-- Start PAGE TEXT --

Treasuries rose for a fourth day after the U.S. sold $34 billion in two-year notes at a lower-than-forecast yield as concern turmoil in Syria may lead to wider military conflict boosted refuge demand.
Benchmark 10-year notes extended their longest winning streak in six weeks as the Obama administration is constructing the legal and political justification for a limited military strike on Syria that would demonstrate international censure against chemical weapons. The notes drew a yield of 0.386 percent, compared with a forecast of 0.390 percent in a Bloomberg News survey of seven of the Federal Reserve’s 21 primary dealers.
“The situation with Syria seems to be building up to some action, so you get a safety bid,” said Larry Milstein, managing director in New York of government-debt trading at R.W. Pressprich & Co. “It was a decent auction. It came in line with expectations.”
The U.S. 10-year yield dropped eight basis points, or 0.08 percentage point, to 2.71 percent at 4:59 p.m. in New York, according to Bloomberg Bond Trader prices, the longest run of declines since July 11. The 2.5 percent benchmark note due in August 2023 rose 21/32, or $6.56 per $1,000 face amount, to 98 6/32.
The yield on the current two-year note fell one basis point to 0.36 percent.
Treasury trading volume at ICAP Plc, the largest inter-dealer broker of U.S. government debt, rose to $322.67 billion, from $187 billion yesterday. The figure is down from a 2013 high of $662 billion reached on May 22 and up from a low of $148 billion on Aug. 9. The 2013 average is $313 billion.

-- End PAGE TEXT --
-- Start SUPPLIED ENTRIES --

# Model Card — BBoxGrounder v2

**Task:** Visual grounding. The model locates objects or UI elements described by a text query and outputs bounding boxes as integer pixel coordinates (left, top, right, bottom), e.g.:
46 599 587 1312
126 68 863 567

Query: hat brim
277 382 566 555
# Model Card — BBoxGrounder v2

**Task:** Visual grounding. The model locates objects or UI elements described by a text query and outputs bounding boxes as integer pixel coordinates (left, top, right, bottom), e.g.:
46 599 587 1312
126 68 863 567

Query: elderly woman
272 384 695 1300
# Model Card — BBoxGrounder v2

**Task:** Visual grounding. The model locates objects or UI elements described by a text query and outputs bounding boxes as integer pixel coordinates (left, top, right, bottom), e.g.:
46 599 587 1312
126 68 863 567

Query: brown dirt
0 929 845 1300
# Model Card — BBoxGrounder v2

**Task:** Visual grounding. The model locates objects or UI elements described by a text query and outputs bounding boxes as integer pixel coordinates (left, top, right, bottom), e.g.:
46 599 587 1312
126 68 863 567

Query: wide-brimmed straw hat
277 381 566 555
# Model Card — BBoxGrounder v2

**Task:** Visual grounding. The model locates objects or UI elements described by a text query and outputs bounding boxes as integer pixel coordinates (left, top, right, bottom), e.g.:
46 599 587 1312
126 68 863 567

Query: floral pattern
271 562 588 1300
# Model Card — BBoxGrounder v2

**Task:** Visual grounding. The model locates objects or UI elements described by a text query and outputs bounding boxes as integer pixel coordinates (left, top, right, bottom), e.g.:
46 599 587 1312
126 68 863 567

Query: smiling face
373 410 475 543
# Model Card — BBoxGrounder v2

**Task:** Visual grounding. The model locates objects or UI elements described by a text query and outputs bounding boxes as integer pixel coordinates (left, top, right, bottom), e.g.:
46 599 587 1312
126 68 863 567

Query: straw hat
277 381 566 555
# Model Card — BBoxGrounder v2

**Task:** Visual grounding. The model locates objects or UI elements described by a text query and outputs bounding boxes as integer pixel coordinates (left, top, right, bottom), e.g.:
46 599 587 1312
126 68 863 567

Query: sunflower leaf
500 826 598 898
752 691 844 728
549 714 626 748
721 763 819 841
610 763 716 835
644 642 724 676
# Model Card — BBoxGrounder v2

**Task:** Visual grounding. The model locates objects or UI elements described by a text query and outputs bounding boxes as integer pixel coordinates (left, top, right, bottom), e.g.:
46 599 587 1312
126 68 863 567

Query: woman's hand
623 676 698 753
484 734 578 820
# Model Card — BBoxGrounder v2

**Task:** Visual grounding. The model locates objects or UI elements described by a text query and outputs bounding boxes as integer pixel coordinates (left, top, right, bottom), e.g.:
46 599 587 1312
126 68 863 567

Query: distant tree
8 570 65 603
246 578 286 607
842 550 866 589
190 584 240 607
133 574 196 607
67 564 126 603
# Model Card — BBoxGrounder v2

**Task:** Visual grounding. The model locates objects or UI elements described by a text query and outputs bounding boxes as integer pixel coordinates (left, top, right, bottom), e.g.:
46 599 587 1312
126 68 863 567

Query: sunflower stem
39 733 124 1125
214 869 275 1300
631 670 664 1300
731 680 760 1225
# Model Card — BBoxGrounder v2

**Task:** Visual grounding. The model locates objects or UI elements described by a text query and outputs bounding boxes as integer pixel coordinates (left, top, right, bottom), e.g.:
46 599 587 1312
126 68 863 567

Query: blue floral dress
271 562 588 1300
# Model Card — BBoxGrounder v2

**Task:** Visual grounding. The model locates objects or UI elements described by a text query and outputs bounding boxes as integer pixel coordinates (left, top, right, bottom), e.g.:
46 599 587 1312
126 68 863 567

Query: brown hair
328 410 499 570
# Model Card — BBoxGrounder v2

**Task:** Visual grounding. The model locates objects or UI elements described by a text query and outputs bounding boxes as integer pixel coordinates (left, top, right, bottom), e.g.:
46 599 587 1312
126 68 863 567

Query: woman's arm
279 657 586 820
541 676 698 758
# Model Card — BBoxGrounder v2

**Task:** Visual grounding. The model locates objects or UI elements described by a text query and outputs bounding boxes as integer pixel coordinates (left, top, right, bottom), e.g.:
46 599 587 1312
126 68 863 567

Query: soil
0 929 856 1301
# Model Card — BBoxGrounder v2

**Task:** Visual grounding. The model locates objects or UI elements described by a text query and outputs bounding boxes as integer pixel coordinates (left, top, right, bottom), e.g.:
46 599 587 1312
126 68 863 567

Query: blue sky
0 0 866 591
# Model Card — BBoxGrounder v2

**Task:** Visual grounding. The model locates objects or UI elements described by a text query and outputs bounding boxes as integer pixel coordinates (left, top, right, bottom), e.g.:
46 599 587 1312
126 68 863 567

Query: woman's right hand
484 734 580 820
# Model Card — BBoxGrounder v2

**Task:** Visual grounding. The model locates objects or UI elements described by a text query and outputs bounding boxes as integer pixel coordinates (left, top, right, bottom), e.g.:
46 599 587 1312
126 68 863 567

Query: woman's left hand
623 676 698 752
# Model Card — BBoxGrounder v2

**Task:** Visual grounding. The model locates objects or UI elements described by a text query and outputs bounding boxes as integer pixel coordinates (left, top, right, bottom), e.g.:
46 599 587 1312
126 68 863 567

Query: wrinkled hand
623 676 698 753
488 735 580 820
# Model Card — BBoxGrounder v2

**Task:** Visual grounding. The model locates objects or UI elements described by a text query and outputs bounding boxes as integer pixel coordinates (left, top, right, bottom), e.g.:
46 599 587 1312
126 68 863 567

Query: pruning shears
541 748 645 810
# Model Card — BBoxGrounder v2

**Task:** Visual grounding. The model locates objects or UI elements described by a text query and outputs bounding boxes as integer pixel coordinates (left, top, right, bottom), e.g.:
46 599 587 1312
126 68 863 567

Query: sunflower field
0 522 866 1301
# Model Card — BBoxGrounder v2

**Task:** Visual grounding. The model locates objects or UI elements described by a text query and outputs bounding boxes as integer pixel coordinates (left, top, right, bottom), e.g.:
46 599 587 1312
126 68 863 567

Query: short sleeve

-- End SUPPLIED ENTRIES --

THE TASK
Continue the Treasuries market report from where it stops.

THE ANSWER
U.S. debt was supported by month-end buying to match market indexes. Funds that manage portfolios against benchmark indexes, including the Barclays U.S. Aggregate Index, typically buy longer-maturity Treasuries at almost month-end to align the interest-rate sensitivity of their holdings with the indexes.
The Barclays index will extend its duration, the measure of rate-sensitivity, by 0.11 year on Sept.1, compared with 0.10 year on Aug. 1.
Treasuries have lost investors 3.4 percent this year, including 0.9 percent in August, according to Bloomberg U.S. Treasury Bond Index.
The central bank today purchased $5.2 billion in Treasuries maturing between August 2017 and May 2018 as part of its government-debt-buying program.
The bid-to-cover ratio at today’s auction, which gauges demand by comparing total bids with the amount of securities offered, was 3.21, the most since April and versus an average of 3.49 for the past 10 sales.
Indirect bidders, an investor class that includes foreign central banks, purchased 19.3 percent of the notes, the least since January and compared with an average of 25.5 percent for the past 10 sales.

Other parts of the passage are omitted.